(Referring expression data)

= = = = =

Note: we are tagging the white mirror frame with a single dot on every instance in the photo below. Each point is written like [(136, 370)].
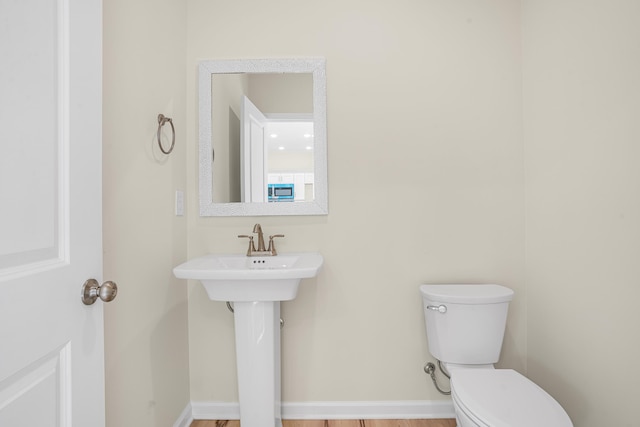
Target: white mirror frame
[(316, 66)]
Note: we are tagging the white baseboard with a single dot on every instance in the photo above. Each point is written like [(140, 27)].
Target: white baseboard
[(411, 409), (186, 418)]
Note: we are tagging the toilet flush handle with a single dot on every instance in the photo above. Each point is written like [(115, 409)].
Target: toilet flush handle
[(439, 308)]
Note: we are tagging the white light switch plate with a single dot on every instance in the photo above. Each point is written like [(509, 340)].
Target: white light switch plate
[(179, 203)]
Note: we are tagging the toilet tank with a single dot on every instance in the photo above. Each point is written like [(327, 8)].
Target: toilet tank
[(465, 323)]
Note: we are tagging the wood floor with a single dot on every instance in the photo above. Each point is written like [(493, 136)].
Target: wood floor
[(339, 423)]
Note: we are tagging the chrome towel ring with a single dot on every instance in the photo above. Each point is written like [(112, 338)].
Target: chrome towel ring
[(161, 121)]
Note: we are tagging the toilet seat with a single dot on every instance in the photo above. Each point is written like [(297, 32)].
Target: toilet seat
[(504, 398)]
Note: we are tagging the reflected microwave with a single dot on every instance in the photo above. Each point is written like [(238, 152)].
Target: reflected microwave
[(281, 192)]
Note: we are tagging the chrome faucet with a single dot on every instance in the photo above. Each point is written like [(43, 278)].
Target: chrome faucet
[(258, 229), (261, 251)]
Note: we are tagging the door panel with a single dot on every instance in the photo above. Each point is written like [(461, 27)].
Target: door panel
[(51, 351)]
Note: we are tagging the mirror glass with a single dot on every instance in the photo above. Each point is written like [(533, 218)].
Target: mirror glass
[(262, 137)]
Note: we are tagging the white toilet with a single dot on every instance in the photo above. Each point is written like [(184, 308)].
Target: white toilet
[(465, 328)]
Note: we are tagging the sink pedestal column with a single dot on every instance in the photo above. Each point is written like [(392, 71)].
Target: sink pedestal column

= = = = =

> Work to complete: In the entries above, find the line that contains "Note: we are tagging the white light", then repeat exactly every line from the first one through that line, with no pictures.

> Task answer:
Note: we are tagging the white mirror frame with a single dot on every instance in the photo below. Each point is written like [(136, 370)].
Target: white mirror frame
[(316, 66)]
Note: we are tagging the white baseboard with a single dot on every instance in the photo above. Each point is written like [(140, 27)].
Target: white baseboard
[(411, 409), (186, 418)]
Note: we are tagging the toilet flush handle with a single dot on every instance in the photo above. Each point is written like [(115, 409)].
Target: toilet flush handle
[(439, 308)]
Note: we are tagging the white light switch plate with a single dot on every instance in the photo above. Each point is written like [(509, 340)].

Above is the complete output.